*** Passage for review ***

There are a couple of adaptations your provider might make during an abortion procedure if they know you have a bleeding disorder. Mainly, they might change the type of instrument used to grasp your cervix. They might recommend you have IV anesthesia instead of placing a numbing injection around the cervix. Even very small tissue injections can have oozing, which can take longer to stop in people with bleeding disorders.
After an abortion, most people bleed for up to three weeks. Bleeding is usually moderate to heavy for the first few days and includes passing some clots. After that, it tapers off. It might be heavier or last a little longer in people who usually have heavier periods. If you are worried, call your provider.
Finally, the main pain medications advised after abortion are usually ibuprofen or naproxen, both of which can interfere with platelet action and are not advised for people with bleeding disorders. You might ask your provider to write a prescription for a nonselective anti-inflammatory such as celecoxib, which is helpful for cramping and does not affect platelets.
In summary, this is the advice I offer for people with bleeding disorders seeking an abortion:
- Staying pregnant has higher risks for bleeding, so your decision to proceed with termination should not be based on your bleeding disorder.
- Procedures for abortion and miscarriage carry similar bleeding risks, and they are very low overall.
- Uterine evacuation should be performed in a place that can manage any extra bleeding quickly.

*** Source data ***

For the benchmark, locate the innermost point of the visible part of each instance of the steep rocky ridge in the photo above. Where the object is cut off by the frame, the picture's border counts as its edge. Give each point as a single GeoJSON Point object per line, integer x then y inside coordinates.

***

Task brief – Can you return the passage on abortion with bleeding disorders word for word, from "In summary, this" up to and including "extra bleeding quickly."?

Expected answer –
In summary, this is the advice I offer for people with bleeding disorders seeking an abortion:
- Staying pregnant has higher risks for bleeding, so your decision to proceed with termination should not be based on your bleeding disorder.
- Procedures for abortion and miscarriage carry similar bleeding risks, and they are very low overall.
- Uterine evacuation should be performed in a place that can manage any extra bleeding quickly.